**Problem to solve**
Output the records again verbatim.

**Data shown**

═══

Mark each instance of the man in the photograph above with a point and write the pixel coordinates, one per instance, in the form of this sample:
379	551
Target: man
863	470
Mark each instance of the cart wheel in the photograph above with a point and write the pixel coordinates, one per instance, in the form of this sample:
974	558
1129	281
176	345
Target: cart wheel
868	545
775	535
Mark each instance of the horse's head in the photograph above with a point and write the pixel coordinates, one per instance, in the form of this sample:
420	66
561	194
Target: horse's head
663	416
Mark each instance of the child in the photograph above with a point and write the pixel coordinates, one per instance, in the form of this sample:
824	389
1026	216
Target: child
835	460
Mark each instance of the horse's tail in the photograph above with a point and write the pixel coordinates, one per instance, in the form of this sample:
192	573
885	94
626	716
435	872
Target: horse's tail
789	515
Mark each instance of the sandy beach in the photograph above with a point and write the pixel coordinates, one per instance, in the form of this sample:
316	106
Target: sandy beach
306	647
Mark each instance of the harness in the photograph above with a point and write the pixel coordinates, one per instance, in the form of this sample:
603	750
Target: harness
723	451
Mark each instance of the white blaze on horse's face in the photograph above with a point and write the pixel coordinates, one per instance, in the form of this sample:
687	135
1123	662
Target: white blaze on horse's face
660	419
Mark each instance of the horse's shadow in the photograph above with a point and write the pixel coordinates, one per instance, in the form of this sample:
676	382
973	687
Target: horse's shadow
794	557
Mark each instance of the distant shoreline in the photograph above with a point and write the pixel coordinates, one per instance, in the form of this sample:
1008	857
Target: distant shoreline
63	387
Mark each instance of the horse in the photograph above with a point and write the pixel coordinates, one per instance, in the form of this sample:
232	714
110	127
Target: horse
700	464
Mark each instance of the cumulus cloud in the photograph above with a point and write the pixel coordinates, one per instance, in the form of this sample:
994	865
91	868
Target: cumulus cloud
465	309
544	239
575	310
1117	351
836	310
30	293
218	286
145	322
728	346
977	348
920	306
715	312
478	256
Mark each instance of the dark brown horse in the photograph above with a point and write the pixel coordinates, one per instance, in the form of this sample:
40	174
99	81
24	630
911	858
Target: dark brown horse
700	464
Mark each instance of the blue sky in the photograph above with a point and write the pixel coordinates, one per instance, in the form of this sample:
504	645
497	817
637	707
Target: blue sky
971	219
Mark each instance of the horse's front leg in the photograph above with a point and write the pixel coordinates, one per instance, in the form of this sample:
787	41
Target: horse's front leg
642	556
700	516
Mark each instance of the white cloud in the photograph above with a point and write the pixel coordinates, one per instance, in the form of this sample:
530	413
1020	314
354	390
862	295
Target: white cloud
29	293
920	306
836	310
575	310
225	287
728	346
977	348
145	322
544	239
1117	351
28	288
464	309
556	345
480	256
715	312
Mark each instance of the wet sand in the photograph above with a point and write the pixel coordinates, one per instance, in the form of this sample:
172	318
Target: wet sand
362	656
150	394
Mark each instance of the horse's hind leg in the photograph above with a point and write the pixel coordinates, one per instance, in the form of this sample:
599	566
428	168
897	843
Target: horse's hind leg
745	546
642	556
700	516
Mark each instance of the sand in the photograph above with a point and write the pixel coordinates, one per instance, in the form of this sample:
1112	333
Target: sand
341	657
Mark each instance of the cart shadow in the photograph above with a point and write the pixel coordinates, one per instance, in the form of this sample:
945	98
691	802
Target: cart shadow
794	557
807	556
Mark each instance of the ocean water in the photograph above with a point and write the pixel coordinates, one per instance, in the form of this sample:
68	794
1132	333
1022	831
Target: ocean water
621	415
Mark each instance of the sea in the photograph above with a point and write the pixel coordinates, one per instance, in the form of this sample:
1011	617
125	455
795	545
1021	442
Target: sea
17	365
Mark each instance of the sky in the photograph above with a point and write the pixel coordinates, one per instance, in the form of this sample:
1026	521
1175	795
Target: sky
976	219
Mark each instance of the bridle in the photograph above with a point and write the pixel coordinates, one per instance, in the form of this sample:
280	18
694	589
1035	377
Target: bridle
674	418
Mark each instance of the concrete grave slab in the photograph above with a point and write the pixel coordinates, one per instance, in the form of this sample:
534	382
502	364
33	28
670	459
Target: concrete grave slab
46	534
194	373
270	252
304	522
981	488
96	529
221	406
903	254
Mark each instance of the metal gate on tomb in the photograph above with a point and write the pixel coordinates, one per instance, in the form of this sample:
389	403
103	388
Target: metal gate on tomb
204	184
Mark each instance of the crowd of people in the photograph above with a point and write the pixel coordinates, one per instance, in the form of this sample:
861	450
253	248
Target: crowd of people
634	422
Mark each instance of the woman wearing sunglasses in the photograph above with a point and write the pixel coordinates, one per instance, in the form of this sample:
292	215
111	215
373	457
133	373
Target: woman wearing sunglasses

═══

**Response for this exercise**
Mark each instance of the man in the photograph above with a point and write the pixel coordinates, one per instance, in the form of this sample:
379	551
Target: man
863	470
Mark each instance of the cart wheel in the photograph above with a point and write the pixel coordinates, one per instance, in the form of this sample:
974	558
1129	281
176	345
Target: cart wheel
868	545
775	535
Mark each instance of the horse's head in the photograph above with a point and write the pixel coordinates, one per instance, in the form of this sample:
420	66
561	194
Target: horse's head
663	416
Mark each instance of the child in the photograph above with a point and write the pixel coordinates, one per instance, in the form of this sample:
824	389
1026	216
Target: child
835	460
Mark each instance of the horse's tail in the photograph above with a point and write the pixel coordinates, one per instance, in the form of this sample:
192	573
885	94
626	716
435	872
Target: horse's tail
789	515
Mark each instance of the sandy beach in the photograph above with a point and write the pixel coordinates, one per instance, in the form of this sample:
316	106
Target: sandy beach
306	647
Mark each instance of the harness in the photograph above with a point and write the pixel coordinates, one per instance, in the form of this sample:
603	750
Target: harness
723	451
Mark each instance of the white blaze on horse's face in the photograph above with a point and write the pixel coordinates, one per instance, in the form of this sample:
687	135
1123	662
Target: white blaze on horse's face
660	419
Mark each instance of the horse's shadow in the photograph above with a point and write the pixel coordinates, one per instance, in the form of this sample:
676	382
973	687
Target: horse's shadow
794	557
Mark each instance of the distant shoreline in the photograph above with a point and write the pixel coordinates, one per instance, in the form of this sample:
1008	857
Target: distant shoreline
63	387
Mark each instance of the horse in the photograph above with a point and write the pixel coordinates, one per instance, in the form of this sample:
232	714
110	127
Target: horse
700	464
Mark each instance of the cumulus cloud in the photograph above with a point and write the pixel coordinates, one per instance, in the form of this sample:
994	865
91	868
Target: cumulus cloud
465	309
544	239
575	310
1117	351
836	310
30	293
218	286
145	322
728	346
977	348
920	306
715	312
478	256
Mark each instance of the dark brown horse in the photograph above with a point and write the pixel coordinates, one per instance, in the form of this sample:
40	174
99	81
24	630
911	858
Target: dark brown horse
700	464
Mark each instance of the blue sky in the photograph above with a point and write the pixel coordinates, one per instance, in the form of this sample:
504	645
497	817
637	707
Target: blue sky
971	219
Mark each instance of the horse's front leg in the photograph above with a point and write the pixel coordinates, one per instance, in the form of this sample:
787	41
Target: horse's front leg
642	556
700	516
Mark each instance of the white cloud in the photograph above with a point and write the pixel coordinates, one per instance, in the form of this sample:
530	413
1020	314
354	390
862	295
Target: white cloud
29	293
920	306
836	310
575	310
225	287
728	346
977	348
145	322
544	239
1117	351
28	288
464	309
556	345
480	256
715	312
Mark each instance of the wet sand in the photograph above with a point and write the pixel coordinates, one per instance, in the form of this sample:
172	318
Target: wet sand
362	656
150	394
Mark each instance of the horse's hind leg in the photograph above with a point and write the pixel coordinates, one per instance, in the form of this sample:
599	566
428	168
897	843
Target: horse's hind leg
745	546
642	556
700	516
Mark each instance of the sand in the photograph above with a point and write the pixel coordinates, one per instance, in the form of this sample:
1112	333
Target: sand
341	657
Mark each instance of the cart shadow in the photograph above with a point and write the pixel coordinates, one per instance, in the form of this sample:
945	98
691	802
Target: cart shadow
794	557
807	556
Mark each instance of the ocean water in the photograph above with a point and write the pixel coordinates, one per instance, in the form of this sample:
68	794
1132	333
1022	831
Target: ocean water
621	415
Mark each instance of the sea in the photograph above with a point and write the pixel coordinates, one per instance, in the form of this sample:
1011	617
125	455
795	545
1021	442
Target: sea
17	365
Mark each instance of the sky in the photograph above with a point and write the pixel coordinates, one per instance, in the form of this sample:
1026	521
1175	795
Target: sky
976	219
Mark each instance of the bridle in the photograph above with a point and write the pixel coordinates, one per instance, in the form of this sample:
280	18
694	589
1035	377
Target: bridle
674	418
Mark each instance of the concrete grave slab in the photograph above with a point and write the pixel coordinates, one per instance, in the form of this sample:
534	382
502	364
33	28
670	459
Target: concrete grave slab
46	534
194	373
270	252
304	522
981	488
96	529
221	406
903	254
Mark each instance of the metal gate on tomb in the photograph above with a point and write the pixel coordinates, one per instance, in the form of this sample:
389	403
103	388
Target: metal gate on tomb
204	184
Mark each instance of the crowd of people in the photograph above with a point and write the pixel coordinates, one per instance, in the form of this sample:
861	450
253	248
Target: crowd of people
634	422
Mark each instance of the woman wearing sunglasses in the photograph above with a point and write the pixel coordinates, one per instance, in the form of this sample:
292	215
111	215
373	457
133	373
Target: woman wearing sunglasses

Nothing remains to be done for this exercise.